» **REQUIRED WORK**: The answer must consist of every record, printed exactly as it stands.

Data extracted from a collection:
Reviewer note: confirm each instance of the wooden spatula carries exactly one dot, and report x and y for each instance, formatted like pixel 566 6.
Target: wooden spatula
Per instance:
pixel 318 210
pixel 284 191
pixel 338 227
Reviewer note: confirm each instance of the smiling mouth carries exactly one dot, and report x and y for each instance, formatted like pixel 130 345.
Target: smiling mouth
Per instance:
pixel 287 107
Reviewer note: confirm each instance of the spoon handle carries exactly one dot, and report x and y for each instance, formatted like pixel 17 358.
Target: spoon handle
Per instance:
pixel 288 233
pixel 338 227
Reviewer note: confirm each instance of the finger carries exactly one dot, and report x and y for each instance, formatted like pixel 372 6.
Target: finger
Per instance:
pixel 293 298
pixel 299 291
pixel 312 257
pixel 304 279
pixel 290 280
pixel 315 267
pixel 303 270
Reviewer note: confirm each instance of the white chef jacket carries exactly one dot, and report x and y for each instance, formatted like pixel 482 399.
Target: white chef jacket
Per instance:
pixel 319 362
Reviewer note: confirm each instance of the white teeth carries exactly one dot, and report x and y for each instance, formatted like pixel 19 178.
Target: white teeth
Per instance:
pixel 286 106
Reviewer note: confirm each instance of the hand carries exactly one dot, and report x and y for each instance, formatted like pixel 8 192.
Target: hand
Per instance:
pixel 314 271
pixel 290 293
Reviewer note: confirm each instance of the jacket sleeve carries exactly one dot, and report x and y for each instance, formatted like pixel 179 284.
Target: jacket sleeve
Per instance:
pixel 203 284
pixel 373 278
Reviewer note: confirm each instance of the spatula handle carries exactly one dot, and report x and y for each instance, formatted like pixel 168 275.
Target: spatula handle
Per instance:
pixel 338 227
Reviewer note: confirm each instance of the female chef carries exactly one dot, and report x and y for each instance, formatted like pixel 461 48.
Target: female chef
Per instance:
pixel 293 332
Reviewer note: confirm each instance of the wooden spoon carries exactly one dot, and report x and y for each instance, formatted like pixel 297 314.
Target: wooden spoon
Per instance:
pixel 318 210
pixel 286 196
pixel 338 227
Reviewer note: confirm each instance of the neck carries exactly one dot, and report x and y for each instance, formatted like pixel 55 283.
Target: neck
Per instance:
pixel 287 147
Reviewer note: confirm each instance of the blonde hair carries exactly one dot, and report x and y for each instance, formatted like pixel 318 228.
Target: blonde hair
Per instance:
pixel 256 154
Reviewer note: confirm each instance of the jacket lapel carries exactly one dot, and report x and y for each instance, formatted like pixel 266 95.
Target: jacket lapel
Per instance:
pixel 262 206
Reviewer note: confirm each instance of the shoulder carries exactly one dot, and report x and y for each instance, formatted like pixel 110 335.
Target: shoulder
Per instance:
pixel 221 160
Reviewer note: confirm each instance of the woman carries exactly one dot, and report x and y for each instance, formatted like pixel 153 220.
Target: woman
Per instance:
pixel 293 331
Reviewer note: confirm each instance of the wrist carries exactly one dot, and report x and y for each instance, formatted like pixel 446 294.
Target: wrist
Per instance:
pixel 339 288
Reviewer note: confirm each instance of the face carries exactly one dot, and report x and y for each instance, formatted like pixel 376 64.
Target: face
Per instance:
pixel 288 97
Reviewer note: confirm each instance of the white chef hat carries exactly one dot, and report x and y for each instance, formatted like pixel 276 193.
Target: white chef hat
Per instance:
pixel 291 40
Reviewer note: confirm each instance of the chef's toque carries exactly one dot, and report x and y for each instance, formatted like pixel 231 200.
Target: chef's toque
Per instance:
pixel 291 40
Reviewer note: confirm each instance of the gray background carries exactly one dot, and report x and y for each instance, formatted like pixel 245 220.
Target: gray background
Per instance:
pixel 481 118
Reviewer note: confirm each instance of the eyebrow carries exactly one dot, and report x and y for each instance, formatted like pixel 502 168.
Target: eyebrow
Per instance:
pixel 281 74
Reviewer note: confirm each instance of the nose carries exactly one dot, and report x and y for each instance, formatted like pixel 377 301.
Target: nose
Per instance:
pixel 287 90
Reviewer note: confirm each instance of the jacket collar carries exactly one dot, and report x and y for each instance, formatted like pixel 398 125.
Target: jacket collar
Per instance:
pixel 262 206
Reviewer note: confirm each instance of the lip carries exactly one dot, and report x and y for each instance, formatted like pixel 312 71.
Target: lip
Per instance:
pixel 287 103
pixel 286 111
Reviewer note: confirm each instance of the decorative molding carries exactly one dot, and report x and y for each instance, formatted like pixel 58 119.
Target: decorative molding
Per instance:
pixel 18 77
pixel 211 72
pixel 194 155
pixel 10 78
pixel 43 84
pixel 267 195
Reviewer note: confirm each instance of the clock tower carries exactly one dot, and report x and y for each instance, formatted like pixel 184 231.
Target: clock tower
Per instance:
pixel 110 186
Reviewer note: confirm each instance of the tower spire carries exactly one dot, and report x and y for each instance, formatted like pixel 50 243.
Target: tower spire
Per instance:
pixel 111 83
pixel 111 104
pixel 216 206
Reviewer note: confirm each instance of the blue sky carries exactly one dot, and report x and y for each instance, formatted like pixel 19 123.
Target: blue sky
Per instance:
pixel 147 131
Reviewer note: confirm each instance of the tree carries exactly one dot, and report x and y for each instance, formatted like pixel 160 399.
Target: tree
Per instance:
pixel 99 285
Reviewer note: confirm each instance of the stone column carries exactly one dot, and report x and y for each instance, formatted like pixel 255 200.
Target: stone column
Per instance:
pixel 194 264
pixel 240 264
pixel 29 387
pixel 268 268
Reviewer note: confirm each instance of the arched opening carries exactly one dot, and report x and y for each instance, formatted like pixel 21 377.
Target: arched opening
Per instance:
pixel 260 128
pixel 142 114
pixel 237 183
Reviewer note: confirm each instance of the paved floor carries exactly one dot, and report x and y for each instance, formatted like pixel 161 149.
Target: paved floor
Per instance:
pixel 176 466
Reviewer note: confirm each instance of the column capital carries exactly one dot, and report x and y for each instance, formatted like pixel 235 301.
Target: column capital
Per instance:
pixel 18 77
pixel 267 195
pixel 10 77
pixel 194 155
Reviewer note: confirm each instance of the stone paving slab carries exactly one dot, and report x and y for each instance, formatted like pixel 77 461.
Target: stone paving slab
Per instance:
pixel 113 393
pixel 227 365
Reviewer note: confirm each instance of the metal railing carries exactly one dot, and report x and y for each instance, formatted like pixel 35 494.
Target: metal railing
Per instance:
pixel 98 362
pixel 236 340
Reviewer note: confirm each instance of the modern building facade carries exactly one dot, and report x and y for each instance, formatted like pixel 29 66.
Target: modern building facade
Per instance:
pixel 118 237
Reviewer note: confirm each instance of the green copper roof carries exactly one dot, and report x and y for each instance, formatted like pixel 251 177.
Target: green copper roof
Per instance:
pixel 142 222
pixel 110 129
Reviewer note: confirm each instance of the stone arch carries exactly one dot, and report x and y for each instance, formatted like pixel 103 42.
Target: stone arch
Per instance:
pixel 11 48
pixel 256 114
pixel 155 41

» **ANSWER TO THE PROBLEM**:
Reviewer note: confirm each instance of the wooden spatula carries exactly one dot, and report x and y for each instance, formatted like pixel 566 6.
Target: wooden spatula
Per instance:
pixel 318 210
pixel 284 191
pixel 338 227
Reviewer note: confirm each instance of the smiling mouth carries exactly one dot, and report x and y for each instance, formatted like pixel 130 345.
Target: smiling mouth
Per instance:
pixel 287 107
Reviewer note: confirm each instance of the spoon handle carries exactly one dot, and report x and y for each instance, formatted like pixel 17 358.
Target: spoon handle
Per instance:
pixel 288 233
pixel 338 227
Reviewer note: confirm each instance of the finger carries exactly one dot, and report x and y for each instance, formatted like pixel 372 6.
Target: finger
Per instance:
pixel 293 298
pixel 299 291
pixel 312 257
pixel 304 279
pixel 290 280
pixel 315 267
pixel 303 270
Reviewer note: confirm each instance of the white chef jacket carries exactly one dot, and report x and y for each instance, formatted like pixel 482 399.
Target: white chef jacket
Per instance:
pixel 319 362
Reviewer note: confirm each instance of the white teeth carries exactly one dot, and report x and y for each instance, formatted like pixel 19 178.
Target: white teeth
Per instance:
pixel 286 106
Reviewer note: confirm each instance of the hand carries exactly one dot, and report x and y for each instance, formatted like pixel 8 192.
Target: hand
Per instance:
pixel 314 271
pixel 290 293
Reviewer note: confirm each instance of the jacket sleeve carries exactly one dot, and report x and y for each instance, formatted like pixel 179 284.
Target: jacket sleeve
Per instance:
pixel 203 284
pixel 373 278
Reviewer note: confirm each instance of the spatula handle carries exactly one dot, and report x and y for each instance, formatted like pixel 168 275.
Target: spatula handle
Per instance:
pixel 338 227
Reviewer note: confirm each instance of the female chef carries exactly one dot, and report x and y for each instance, formatted like pixel 461 48.
Target: female chef
Per instance:
pixel 293 332
Reviewer note: confirm each instance of the wooden spoon carries exactly one dot, and report x and y for each instance, formatted like pixel 297 314.
Target: wooden spoon
Per instance:
pixel 318 210
pixel 286 196
pixel 338 227
Reviewer note: confirm each instance of the neck carries exactly one dot, and report x and y for each instance, formatted like pixel 55 283.
Target: neck
Per instance:
pixel 287 147
Reviewer note: confirm each instance of the blonde hair carries exactly one dot, and report x and y for each instance, formatted like pixel 318 228.
Target: blonde hair
Per instance:
pixel 256 154
Reviewer note: confirm each instance of the jacket lapel carries exactly one dot, and report x and y for each instance, formatted like pixel 266 95.
Target: jacket lapel
Per instance:
pixel 262 206
Reviewer note: confirm each instance of the shoulder carries exactly one dot, and report x and y for each instance, formatted like pixel 110 335.
Target: shoulder
Per instance:
pixel 221 160
Reviewer note: confirm each instance of the woman carries exactly one dot, and report x and y for each instance, formatted like pixel 153 220.
Target: woman
Per instance:
pixel 293 331
Reviewer note: confirm each instance of the wrist carries exactly one dot, and report x and y for each instance, formatted like pixel 446 294.
Target: wrist
Per instance:
pixel 339 288
Reviewer note: confirm each instance of the face carries exactly one dot, and report x and y for each instance, formatted like pixel 376 64.
Target: face
Per instance:
pixel 288 97
Reviewer note: confirm each instance of the white chef hat carries exactly one dot, and report x and y for each instance, formatted like pixel 276 193.
Target: white chef hat
Per instance:
pixel 291 40
Reviewer note: confirm each instance of the chef's toque carries exactly one dot, and report x and y for each instance, formatted like pixel 231 200.
Target: chef's toque
Per instance:
pixel 291 40
Reviewer note: confirm each instance of the gray background carries exactly one dot, and report x and y for each instance, formatted like pixel 245 220.
Target: gray background
Per instance:
pixel 481 118
Reviewer note: confirm each instance of the eyebrow carries exactly one dot, and report x and y for each instance, formatted like pixel 502 168.
Target: eyebrow
Per instance:
pixel 281 74
Reviewer note: confirm each instance of the nose carries exactly one dot, and report x and y for each instance, formatted like pixel 377 301.
Target: nose
Per instance:
pixel 287 90
Reviewer note: confirm each instance of the jacket collar carries exactly one dot, and report x and y for each instance, formatted like pixel 398 125.
Target: jacket collar
Per instance:
pixel 262 206
Reviewer note: confirm each instance of the lip carries exactly one dot, and report x and y for each instance, formatted like pixel 312 71.
Target: lip
Per instance:
pixel 287 103
pixel 286 111
Reviewer note: confirm each instance of the decorative molding carries exactly one dot, and report x and y for each instance, formatted like pixel 58 119.
Target: decorative molding
Per instance:
pixel 18 77
pixel 211 72
pixel 194 155
pixel 10 78
pixel 43 84
pixel 267 195
Reviewer note: confirm each instance of the clock tower carries exactly one dot, and report x and y for each instance, formatted like pixel 184 231.
Target: clock tower
Per instance:
pixel 110 186
Reviewer note: confirm each instance of the tower spire carries exactly one dot, and report x and y for each instance, formatted like pixel 50 243.
Target: tower spire
Per instance:
pixel 111 83
pixel 111 104
pixel 216 206
Reviewer note: confirm each instance of the blue sky carries exactly one dot, and report x and y for each instance, formatted like pixel 19 123.
Target: blue sky
Per instance:
pixel 147 131
Reviewer note: confirm each instance of the tree carries exactly one dot, and report x and y for each instance, formatted like pixel 160 399.
Target: tree
Per instance:
pixel 99 285
Reviewer note: confirm each instance of the stone column carries exactly one dot, and report x and y for each instance, formatted like pixel 255 200.
Target: stone column
Per instance:
pixel 194 264
pixel 240 264
pixel 29 387
pixel 268 268
Reviewer note: confirm each instance of the arched opening carries exactly one dot, and report x and y for each instance, formatted like pixel 21 377.
Target: arched opening
Per instance:
pixel 260 128
pixel 142 114
pixel 237 183
Reviewer note: confirm each instance of the paved floor carries exactly one dot, and report x and y for each instance, formatted like pixel 161 149.
Target: paved floor
Per instance:
pixel 176 466
Reviewer note: confirm each instance of the column capital carries exactly one dot, and report x and y for each instance, formatted like pixel 235 301.
Target: column capital
Per instance:
pixel 18 77
pixel 267 195
pixel 10 77
pixel 194 155
Reviewer note: confirm each instance of the stone paving slab carries exactly one dot, and report x and y for each instance, formatted like pixel 77 461.
Target: stone paving slab
Per instance:
pixel 113 393
pixel 227 365
Reviewer note: confirm each instance of the metal railing carries exactly one dot, and report x and y for each instance, formatted like pixel 35 494.
Target: metal railing
Per instance:
pixel 98 362
pixel 236 340
Reviewer note: confirm each instance of the modern building facade carries exactly one dot, and report x and y for each instance, formatted like pixel 29 66.
Target: modern building facade
Per instance:
pixel 118 237
Reviewer note: confirm each instance of the green copper roof carries exactly one dot, and report x and y for each instance, formatted like pixel 251 177.
Target: green copper roof
Per instance:
pixel 142 222
pixel 110 129
Reviewer note: confirm each instance of the stone arch carries exactly one dot, and report x and y for each instance, formatted like pixel 103 42.
Target: stone arch
Per instance:
pixel 11 48
pixel 256 114
pixel 155 41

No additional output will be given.